Whenever a line of the data below holds the string "window", copy that line.

DATA SUPPLIED Block Start

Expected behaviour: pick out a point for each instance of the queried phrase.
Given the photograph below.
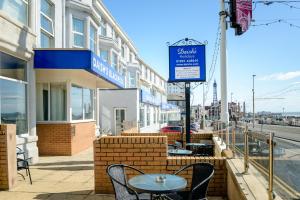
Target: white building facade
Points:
(43, 85)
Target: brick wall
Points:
(8, 160)
(66, 138)
(149, 154)
(195, 137)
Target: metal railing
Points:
(262, 151)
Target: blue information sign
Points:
(187, 63)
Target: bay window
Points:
(78, 33)
(13, 96)
(104, 55)
(47, 25)
(82, 103)
(51, 101)
(93, 35)
(114, 61)
(17, 9)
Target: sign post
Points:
(187, 64)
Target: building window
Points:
(114, 61)
(104, 55)
(88, 104)
(142, 117)
(93, 35)
(78, 33)
(103, 31)
(51, 101)
(132, 79)
(82, 103)
(47, 27)
(148, 116)
(123, 51)
(154, 116)
(17, 9)
(13, 97)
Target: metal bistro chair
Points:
(202, 173)
(22, 163)
(118, 178)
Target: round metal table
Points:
(179, 152)
(147, 183)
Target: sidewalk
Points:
(58, 178)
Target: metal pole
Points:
(233, 140)
(203, 114)
(253, 100)
(224, 102)
(246, 151)
(271, 165)
(187, 111)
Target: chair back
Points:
(202, 173)
(118, 178)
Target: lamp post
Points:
(253, 76)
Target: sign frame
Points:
(188, 61)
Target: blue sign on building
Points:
(187, 63)
(147, 97)
(77, 59)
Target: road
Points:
(288, 132)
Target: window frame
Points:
(49, 102)
(82, 110)
(77, 33)
(93, 40)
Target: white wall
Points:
(111, 99)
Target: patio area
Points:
(60, 177)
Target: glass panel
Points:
(148, 116)
(17, 9)
(103, 30)
(104, 55)
(46, 24)
(76, 103)
(114, 61)
(93, 38)
(45, 40)
(42, 94)
(46, 8)
(88, 103)
(142, 114)
(78, 40)
(13, 105)
(78, 25)
(58, 100)
(12, 67)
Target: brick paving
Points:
(59, 178)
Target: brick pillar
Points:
(8, 160)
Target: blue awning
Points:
(77, 59)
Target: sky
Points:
(271, 52)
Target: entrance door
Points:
(120, 114)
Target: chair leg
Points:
(22, 175)
(29, 175)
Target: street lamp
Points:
(253, 76)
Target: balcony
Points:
(109, 42)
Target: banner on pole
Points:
(187, 63)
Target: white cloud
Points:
(281, 76)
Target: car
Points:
(195, 127)
(171, 129)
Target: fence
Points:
(275, 157)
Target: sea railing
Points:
(276, 158)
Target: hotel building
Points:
(55, 55)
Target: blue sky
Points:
(271, 52)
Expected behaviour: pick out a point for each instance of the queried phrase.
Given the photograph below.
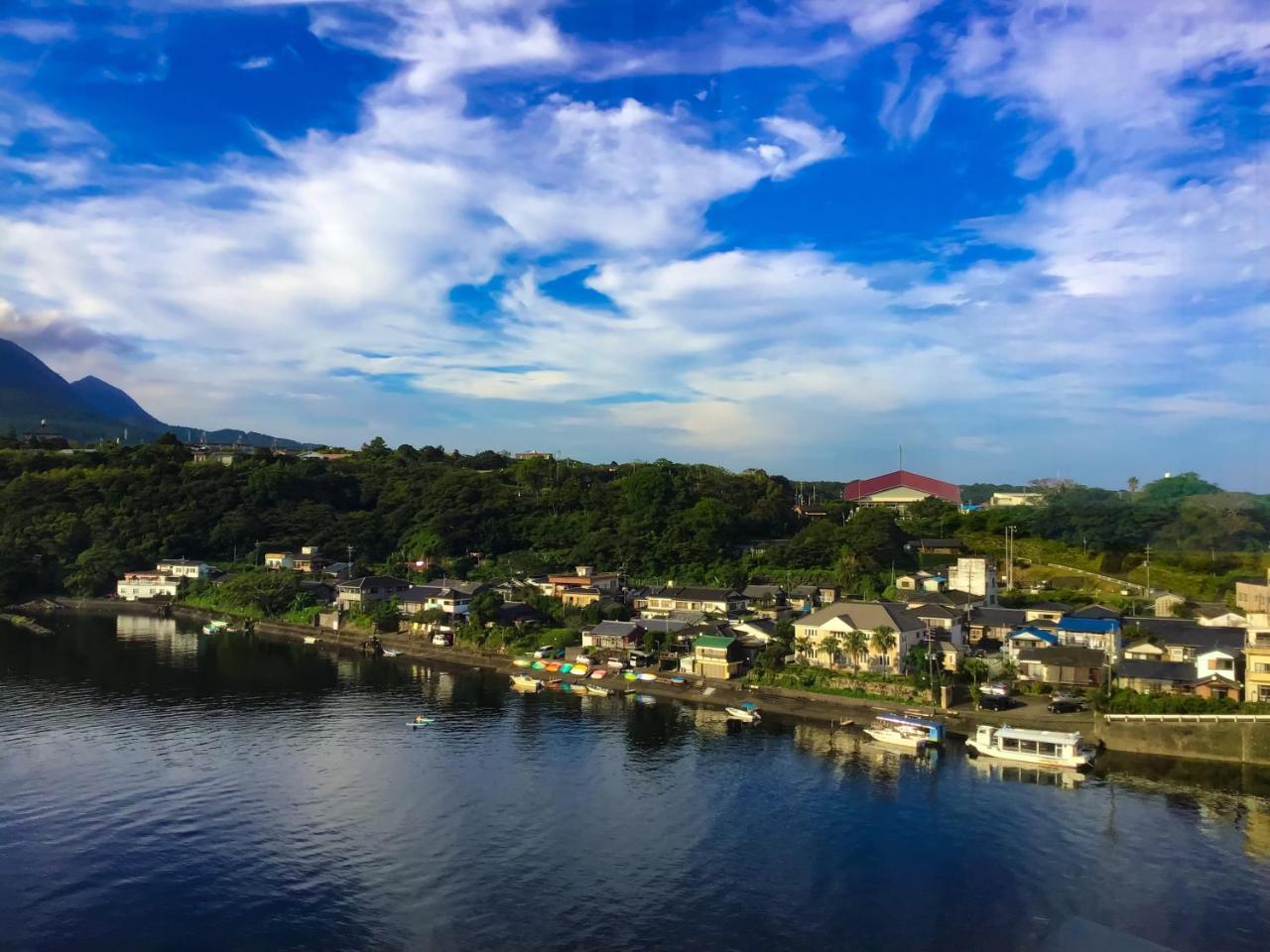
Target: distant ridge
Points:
(90, 409)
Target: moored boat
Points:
(1051, 748)
(524, 682)
(896, 731)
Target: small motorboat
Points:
(524, 682)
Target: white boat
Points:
(892, 730)
(524, 682)
(1048, 748)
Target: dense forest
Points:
(75, 522)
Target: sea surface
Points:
(166, 789)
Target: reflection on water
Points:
(163, 787)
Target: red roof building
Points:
(899, 489)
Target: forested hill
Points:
(76, 522)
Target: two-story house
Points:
(694, 598)
(359, 593)
(841, 619)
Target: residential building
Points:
(993, 624)
(976, 576)
(843, 617)
(358, 593)
(441, 594)
(1256, 658)
(1046, 611)
(1167, 604)
(1026, 639)
(144, 585)
(1101, 634)
(583, 576)
(1003, 500)
(615, 636)
(1064, 664)
(1254, 594)
(717, 656)
(899, 490)
(183, 567)
(691, 598)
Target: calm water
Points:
(166, 789)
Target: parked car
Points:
(996, 702)
(1066, 705)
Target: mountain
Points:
(112, 403)
(89, 409)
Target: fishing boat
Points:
(893, 730)
(524, 682)
(1049, 748)
(747, 712)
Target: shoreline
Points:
(1247, 747)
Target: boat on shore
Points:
(1032, 747)
(894, 731)
(524, 682)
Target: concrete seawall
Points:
(1242, 742)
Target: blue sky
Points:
(1020, 239)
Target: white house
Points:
(976, 576)
(841, 619)
(143, 585)
(183, 567)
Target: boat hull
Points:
(1076, 762)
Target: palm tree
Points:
(856, 644)
(883, 642)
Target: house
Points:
(183, 567)
(580, 597)
(451, 598)
(144, 585)
(1155, 676)
(899, 490)
(1064, 664)
(975, 576)
(1252, 594)
(769, 595)
(1218, 616)
(1167, 604)
(717, 656)
(1005, 500)
(581, 576)
(937, 546)
(1256, 658)
(690, 598)
(1101, 634)
(993, 624)
(1026, 639)
(1046, 611)
(615, 636)
(1097, 611)
(358, 593)
(841, 619)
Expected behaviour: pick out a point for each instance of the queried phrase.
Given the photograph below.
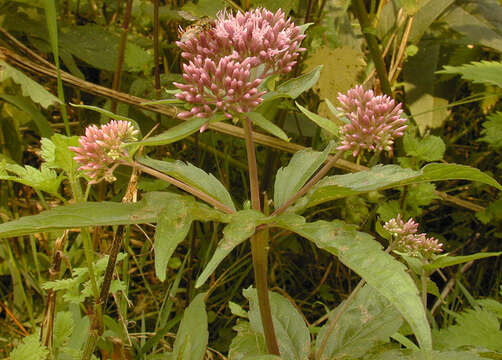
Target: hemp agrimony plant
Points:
(232, 71)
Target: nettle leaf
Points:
(295, 87)
(179, 131)
(29, 87)
(99, 47)
(30, 349)
(173, 224)
(242, 225)
(57, 155)
(483, 72)
(191, 339)
(321, 121)
(192, 176)
(492, 132)
(267, 125)
(430, 148)
(301, 167)
(247, 343)
(363, 254)
(382, 177)
(368, 320)
(293, 336)
(44, 179)
(105, 213)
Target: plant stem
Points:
(314, 180)
(195, 192)
(259, 246)
(362, 16)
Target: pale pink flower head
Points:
(101, 148)
(407, 240)
(374, 121)
(228, 58)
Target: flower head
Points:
(407, 239)
(100, 149)
(228, 59)
(374, 121)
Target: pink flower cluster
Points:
(407, 239)
(374, 121)
(101, 148)
(229, 58)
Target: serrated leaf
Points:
(430, 148)
(322, 122)
(179, 131)
(191, 339)
(29, 87)
(363, 254)
(99, 47)
(493, 130)
(483, 72)
(368, 320)
(104, 213)
(247, 343)
(382, 177)
(301, 167)
(173, 224)
(293, 336)
(295, 87)
(242, 225)
(44, 179)
(193, 176)
(267, 125)
(448, 260)
(30, 349)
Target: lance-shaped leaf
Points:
(192, 336)
(193, 176)
(173, 224)
(368, 320)
(382, 177)
(293, 336)
(291, 178)
(365, 256)
(105, 213)
(179, 131)
(242, 225)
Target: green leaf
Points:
(363, 254)
(293, 336)
(29, 87)
(179, 131)
(242, 225)
(291, 178)
(44, 179)
(173, 224)
(448, 260)
(322, 122)
(295, 87)
(493, 130)
(368, 320)
(430, 148)
(57, 154)
(382, 177)
(104, 213)
(247, 343)
(428, 107)
(30, 349)
(192, 336)
(192, 176)
(267, 125)
(484, 72)
(28, 107)
(99, 47)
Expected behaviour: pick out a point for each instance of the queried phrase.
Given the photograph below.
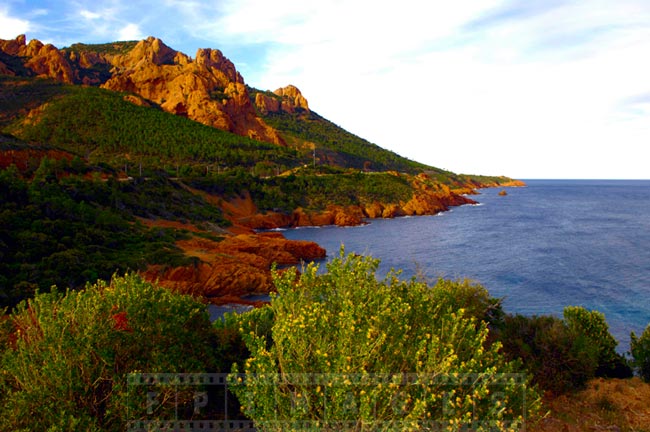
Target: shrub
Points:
(559, 358)
(69, 354)
(593, 326)
(342, 350)
(640, 349)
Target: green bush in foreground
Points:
(640, 348)
(69, 355)
(344, 351)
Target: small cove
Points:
(542, 247)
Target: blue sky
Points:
(524, 88)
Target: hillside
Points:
(131, 155)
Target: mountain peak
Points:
(286, 99)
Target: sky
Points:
(522, 88)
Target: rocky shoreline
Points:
(230, 270)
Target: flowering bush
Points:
(342, 350)
(68, 355)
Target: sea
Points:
(540, 248)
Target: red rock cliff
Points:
(207, 89)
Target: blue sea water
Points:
(542, 247)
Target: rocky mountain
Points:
(207, 89)
(134, 156)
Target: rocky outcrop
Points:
(287, 99)
(237, 266)
(43, 60)
(428, 198)
(208, 89)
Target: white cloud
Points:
(11, 27)
(515, 87)
(509, 88)
(130, 32)
(89, 15)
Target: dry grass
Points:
(606, 405)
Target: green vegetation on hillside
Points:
(334, 145)
(310, 189)
(340, 349)
(64, 368)
(61, 228)
(102, 127)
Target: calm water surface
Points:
(542, 247)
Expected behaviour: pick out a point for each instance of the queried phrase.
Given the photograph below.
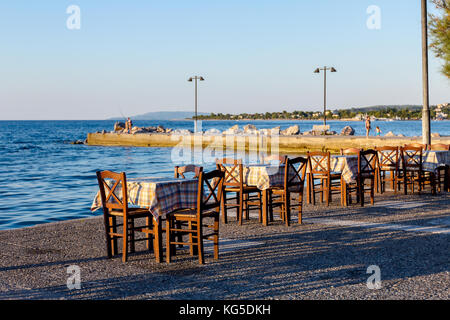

DATA SUPPLIED Block End

EXERCISE OUTPUT >>
Target: bay window
Target: building window
Target: window frame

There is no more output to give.